Position identification records

:::

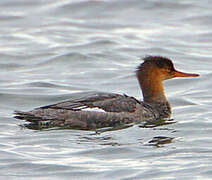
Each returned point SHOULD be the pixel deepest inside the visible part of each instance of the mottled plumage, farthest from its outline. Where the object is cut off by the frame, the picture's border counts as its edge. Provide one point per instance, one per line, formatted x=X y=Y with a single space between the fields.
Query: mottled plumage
x=119 y=109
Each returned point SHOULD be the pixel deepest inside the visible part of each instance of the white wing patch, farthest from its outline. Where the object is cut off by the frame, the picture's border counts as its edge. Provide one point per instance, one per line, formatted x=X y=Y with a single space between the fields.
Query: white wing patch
x=96 y=109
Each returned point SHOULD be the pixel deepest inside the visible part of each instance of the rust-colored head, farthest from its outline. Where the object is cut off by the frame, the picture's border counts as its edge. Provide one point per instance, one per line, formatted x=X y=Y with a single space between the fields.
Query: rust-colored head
x=162 y=68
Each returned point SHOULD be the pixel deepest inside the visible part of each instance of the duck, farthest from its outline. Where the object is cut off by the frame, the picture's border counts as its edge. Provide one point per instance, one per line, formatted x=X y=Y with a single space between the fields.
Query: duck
x=110 y=109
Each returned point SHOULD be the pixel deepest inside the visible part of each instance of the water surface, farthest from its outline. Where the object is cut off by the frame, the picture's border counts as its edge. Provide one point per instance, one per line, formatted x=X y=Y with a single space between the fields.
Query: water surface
x=55 y=50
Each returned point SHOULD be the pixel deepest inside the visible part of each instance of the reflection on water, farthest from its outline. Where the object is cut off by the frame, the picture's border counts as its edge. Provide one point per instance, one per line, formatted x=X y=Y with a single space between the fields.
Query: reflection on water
x=53 y=49
x=160 y=141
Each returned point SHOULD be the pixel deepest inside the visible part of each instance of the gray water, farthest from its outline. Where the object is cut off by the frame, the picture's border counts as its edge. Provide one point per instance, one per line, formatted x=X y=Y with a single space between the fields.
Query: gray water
x=56 y=50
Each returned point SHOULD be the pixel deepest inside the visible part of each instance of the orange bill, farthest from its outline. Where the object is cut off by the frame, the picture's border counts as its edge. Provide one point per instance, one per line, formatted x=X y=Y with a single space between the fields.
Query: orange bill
x=182 y=74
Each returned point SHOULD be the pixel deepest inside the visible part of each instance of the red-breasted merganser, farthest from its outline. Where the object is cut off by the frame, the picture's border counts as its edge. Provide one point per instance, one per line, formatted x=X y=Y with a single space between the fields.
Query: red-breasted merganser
x=116 y=109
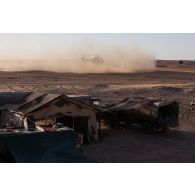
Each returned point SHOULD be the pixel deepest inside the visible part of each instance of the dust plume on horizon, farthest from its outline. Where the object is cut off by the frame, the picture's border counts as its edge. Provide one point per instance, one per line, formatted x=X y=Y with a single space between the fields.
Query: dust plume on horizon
x=87 y=58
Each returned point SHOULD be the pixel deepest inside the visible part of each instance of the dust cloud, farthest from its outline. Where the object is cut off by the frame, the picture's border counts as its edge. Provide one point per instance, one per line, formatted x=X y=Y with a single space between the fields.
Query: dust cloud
x=87 y=58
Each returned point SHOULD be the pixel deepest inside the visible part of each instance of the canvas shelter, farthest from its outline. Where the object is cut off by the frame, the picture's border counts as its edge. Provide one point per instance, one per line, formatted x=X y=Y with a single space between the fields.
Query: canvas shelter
x=19 y=109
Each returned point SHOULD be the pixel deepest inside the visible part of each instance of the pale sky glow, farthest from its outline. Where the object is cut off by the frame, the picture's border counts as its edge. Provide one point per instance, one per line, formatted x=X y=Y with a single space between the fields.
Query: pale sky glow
x=36 y=46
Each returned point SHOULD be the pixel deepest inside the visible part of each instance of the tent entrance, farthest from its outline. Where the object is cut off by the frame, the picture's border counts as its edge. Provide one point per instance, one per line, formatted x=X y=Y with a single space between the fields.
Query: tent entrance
x=79 y=124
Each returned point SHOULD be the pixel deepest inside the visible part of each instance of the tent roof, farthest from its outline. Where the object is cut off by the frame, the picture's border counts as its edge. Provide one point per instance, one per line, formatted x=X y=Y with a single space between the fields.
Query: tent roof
x=26 y=102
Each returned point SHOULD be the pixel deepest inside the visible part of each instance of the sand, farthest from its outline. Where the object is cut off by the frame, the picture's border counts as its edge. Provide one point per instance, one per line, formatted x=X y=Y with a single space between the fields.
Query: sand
x=174 y=83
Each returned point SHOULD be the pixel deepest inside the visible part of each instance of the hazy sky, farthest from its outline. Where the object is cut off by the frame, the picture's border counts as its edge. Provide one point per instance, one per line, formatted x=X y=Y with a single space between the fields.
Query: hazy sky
x=32 y=46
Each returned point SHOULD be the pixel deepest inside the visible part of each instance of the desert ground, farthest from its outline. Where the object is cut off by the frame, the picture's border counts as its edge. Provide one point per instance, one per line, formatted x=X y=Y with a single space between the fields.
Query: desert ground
x=133 y=145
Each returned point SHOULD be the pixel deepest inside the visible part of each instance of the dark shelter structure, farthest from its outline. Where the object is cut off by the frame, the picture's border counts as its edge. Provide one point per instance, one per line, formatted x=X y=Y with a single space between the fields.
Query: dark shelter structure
x=152 y=114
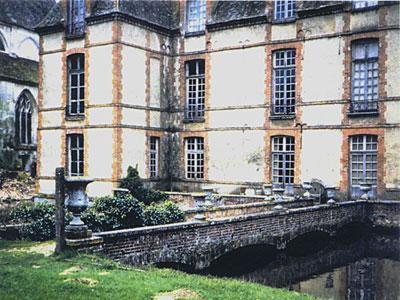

:::

WHAT YOU NEED TO DO
Update all the lines above by replacing every occurrence of "SHOULD" with "MUST" and leaving everything else unchanged. Omit the pictures from your output.

EXPECTED ANSWER
Each returned point MUST be the pixel deepest inside the visible part of each instance of the mottled plumage, farthest from its outline. Where the object is cut off by the frame, the picture's border counts as its edge. Provide one point per instance, one per line, formatted x=X y=Y with a single space between the fields.
Query: mottled plumage
x=119 y=109
Each returned point MUST be the pixel deepest inside the visible part of each instance of the white wing patch, farthest from its outline. Where the object is cut off by the frame, the picture's border counts as its edge. Provide one point per instance, one per line, formatted x=X y=Y with a single space between the fields.
Query: white wing patch
x=96 y=109
Each returned point MUST be the pixel deepest inside the visible part of each instance of the rust-colored head, farthest from its outline. Where the object is cut off by the frame, the picture's border counts as its edge. Provide one point per instance, one per line, formatted x=X y=Y with a single space between the fields.
Query: rust-colored head
x=162 y=68
Each returned point MUST be the pixel deepest inside the visible part of each instance of the duck, farthest from its outline. Where the object is cut off by the frame, the picture's border counts as its edge. Provide one point per instance, one per line, formatted x=X y=Y with a single space between the fields.
Query: duck
x=110 y=109
Each returned point MUST be the pixel deepest inside the visible part of each instance of the water surface, farthest from its outline. Where the object is cut off by the frame, the picture's border counts as its edge. Provide one point per instance, one per line, formatted x=X y=Y with a single space between the fields.
Query: water surface
x=55 y=50
Each returned point MUST be the pixel deepest inside the visible part of each instance of the reflection on water, farthest from its outline. Where the object is cut off by the frame, the picture's border counts as its edge. Provide one point per instance, one per line, formatted x=X y=Y with a single space between the fields.
Query: reflection on water
x=53 y=49
x=160 y=141
Each returned point MUST be the pixel deepest inside the visible part of each instance of the gray water, farthest from its outline. Where the object is cut off by the frame, the picture's border counts as its edge. Provide one point per instance, one per line, formatted x=X y=Y with a single space between the fields.
Query: gray water
x=56 y=50
Each returned point MUST be the pixel deepest inside the visible part of each instance of the orange bill, farthest from its outline. Where the object is cut off by the frame, the picture's border counts as its edge. Provide one point per instance, one per line, formatted x=X y=Y with a single space between the fields.
Query: orange bill
x=182 y=74
Each returned point MUST be the pixel deepest inside the visible part of each instance of the red-breasted merganser, farthest from its outline. Where the object is cut off by the frame, the picture's border counts as its edge. Provide one point per instance, one per line, formatted x=X y=Y with a single space between the fields.
Query: red-breasted merganser
x=116 y=109
Each returned point MUST be the pixel deepest inside the visible part of each instance of the dust plume on horizon, farthest from its outline. Where the object is cut off by the frame, the picture's border counts as its edge. Provide one point per instance, one per line, formatted x=X y=Y with a single space between the fields.
Query: dust plume on horizon
x=87 y=58
Each returned point MUST be the pixel deepest inside the visible part of each instance of the dust cloud, farthest from its outline. Where the object is cut off by the frame, the picture's border counts as its edge. Provide one point per instance, one per line, formatted x=X y=Y with a single space between the fields.
Query: dust cloud
x=87 y=58
Each returned point MUST be the pixel deepest inside the visible part of each instance of the canvas shelter, farthest from its outline. Where the object is cut off by the frame, the picture's border counts as its edge. Provide one point per instance, one per line, formatted x=X y=Y with a single space between the fields.
Query: canvas shelter
x=19 y=109
Each returned point MUST be the pixel deepest inside the visible part of each instance of the pale sky glow, farthest from its outline. Where the object is cut off by the frame, the picture's border counts as its edge. Provide one point per instance, one per line, formatted x=X y=Y with a single space between the fields.
Query: pale sky glow
x=36 y=46
Each returned point MUST be the pixel deepest inside the visible part of each instance of the tent entrance, farthest from its outline. Where the object is cut off by the frame, the picture's border counts as its edge. Provide one point per instance, one per line, formatted x=X y=Y with a single space between the fields.
Query: tent entrance
x=79 y=124
Each returned point MUST be the pixel deepest inside the visible part of each instance of the tent roof, farthest from its outline. Where the object is cut off by the frame, the picture's border counts as its edge. Provide one point per instance, one per line, formatted x=X y=Y with a single space between the fields.
Query: tent roof
x=26 y=102
Each returned point MUST be the pixel deepest inside the visible part of each instance of the sand, farthest from its outline. Where the object is cut off by the frame, the picture's border counts as its edge. Provide one point per instance, one per line, formatted x=X y=Y with a single space between the fields.
Query: sand
x=174 y=83
Each returned point MUST be the pixel deepest inside the visible part of each instance of the hazy sky, farthest from its outline. Where the object is cut off by the frame, the picture's border counts as its edge. Provide one point per instance, one per line, formatted x=X y=Y with a single space between the fields.
Query: hazy sky
x=32 y=46
Each returned point MUST be the pixel deepest inside the visible part of each instance of the desert ground, farthest from its outline. Where the object is cut off by the frame, the picture's border counts as its edge. Provide one point per instance, one per line, formatted x=X y=Y with a single space between the fields.
Query: desert ground
x=133 y=145
Each returned point MUST be the pixel deepest inside the visible part of each instance of the dark shelter structure, farthest from its outline. Where the object is cut off by the frame, the picture's border counts as its edge. Provide one point per instance, one per line, formatted x=X y=Y with a single space between the fields.
Query: dark shelter structure
x=152 y=114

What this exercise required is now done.